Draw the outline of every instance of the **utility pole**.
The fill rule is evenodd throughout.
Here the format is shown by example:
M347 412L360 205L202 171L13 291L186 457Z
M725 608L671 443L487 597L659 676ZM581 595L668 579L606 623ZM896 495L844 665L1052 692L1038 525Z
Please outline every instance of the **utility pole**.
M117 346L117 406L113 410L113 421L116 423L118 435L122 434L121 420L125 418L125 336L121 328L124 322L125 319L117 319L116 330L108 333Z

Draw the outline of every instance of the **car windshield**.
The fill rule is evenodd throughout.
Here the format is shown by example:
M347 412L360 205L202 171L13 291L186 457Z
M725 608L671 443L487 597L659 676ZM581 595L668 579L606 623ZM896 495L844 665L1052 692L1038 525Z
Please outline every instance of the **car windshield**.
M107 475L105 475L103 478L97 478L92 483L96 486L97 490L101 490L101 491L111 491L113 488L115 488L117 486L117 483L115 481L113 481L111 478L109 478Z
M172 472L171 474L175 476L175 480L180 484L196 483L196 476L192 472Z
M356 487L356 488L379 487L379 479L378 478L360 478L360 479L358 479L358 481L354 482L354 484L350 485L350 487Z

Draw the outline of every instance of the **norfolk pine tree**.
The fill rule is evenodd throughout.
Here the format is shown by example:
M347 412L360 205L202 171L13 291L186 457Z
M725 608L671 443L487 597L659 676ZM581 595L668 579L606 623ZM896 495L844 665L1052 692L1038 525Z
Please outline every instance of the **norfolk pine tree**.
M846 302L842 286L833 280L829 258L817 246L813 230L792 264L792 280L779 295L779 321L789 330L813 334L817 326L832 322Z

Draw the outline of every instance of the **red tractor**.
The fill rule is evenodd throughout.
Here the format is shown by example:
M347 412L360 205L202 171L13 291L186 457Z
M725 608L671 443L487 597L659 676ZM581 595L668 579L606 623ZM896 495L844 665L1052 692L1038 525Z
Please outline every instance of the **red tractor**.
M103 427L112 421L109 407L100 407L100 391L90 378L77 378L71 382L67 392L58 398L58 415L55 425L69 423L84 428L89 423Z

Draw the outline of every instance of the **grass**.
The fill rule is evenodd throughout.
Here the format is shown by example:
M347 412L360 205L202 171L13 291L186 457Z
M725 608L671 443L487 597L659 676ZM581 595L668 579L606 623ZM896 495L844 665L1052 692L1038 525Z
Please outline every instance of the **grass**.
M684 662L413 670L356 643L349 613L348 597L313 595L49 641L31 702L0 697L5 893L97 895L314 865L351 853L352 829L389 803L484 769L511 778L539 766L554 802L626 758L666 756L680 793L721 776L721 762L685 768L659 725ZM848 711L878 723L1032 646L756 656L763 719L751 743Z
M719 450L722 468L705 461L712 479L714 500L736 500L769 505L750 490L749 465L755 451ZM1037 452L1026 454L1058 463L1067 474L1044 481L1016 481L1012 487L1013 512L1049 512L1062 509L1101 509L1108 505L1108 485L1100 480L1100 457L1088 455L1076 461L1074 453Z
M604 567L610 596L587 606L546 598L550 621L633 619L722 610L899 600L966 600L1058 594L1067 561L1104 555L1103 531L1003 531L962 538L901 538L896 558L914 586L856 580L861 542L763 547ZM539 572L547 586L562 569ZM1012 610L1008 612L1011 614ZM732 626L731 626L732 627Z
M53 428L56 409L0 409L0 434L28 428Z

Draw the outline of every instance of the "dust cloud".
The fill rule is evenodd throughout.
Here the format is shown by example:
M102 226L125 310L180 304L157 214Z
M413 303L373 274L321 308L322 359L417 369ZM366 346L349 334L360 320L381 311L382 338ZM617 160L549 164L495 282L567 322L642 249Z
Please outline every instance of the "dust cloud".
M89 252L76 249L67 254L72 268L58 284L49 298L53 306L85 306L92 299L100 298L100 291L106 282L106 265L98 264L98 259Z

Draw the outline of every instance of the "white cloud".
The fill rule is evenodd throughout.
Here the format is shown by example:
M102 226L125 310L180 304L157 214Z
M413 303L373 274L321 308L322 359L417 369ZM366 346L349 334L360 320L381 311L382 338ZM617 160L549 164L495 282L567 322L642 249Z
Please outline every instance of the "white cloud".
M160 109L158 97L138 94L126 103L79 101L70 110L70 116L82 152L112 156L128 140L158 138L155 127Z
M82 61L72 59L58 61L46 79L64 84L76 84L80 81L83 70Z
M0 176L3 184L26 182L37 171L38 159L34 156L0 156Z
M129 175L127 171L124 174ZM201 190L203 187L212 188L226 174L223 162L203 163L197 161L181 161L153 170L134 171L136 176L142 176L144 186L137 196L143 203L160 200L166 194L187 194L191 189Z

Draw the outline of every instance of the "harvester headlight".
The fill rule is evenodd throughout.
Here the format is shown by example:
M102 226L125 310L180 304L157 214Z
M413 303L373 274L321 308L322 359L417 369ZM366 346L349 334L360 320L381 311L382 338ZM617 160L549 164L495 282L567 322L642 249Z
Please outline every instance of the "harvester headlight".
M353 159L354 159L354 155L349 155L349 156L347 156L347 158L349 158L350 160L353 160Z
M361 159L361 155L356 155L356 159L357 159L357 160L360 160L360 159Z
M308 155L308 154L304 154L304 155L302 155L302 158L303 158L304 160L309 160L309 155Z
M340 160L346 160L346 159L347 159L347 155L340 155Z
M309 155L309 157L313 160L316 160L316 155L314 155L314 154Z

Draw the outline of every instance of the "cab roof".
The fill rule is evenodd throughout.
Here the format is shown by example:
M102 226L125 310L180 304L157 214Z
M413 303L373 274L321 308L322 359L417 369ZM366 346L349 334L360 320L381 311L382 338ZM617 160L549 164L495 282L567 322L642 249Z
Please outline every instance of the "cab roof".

______________________________

**What to do**
Extract each line from the entries above that contains the string "roof".

**Reply**
Draw the outline of every instance of the "cab roof".
Please outline every instance of the "cab roof".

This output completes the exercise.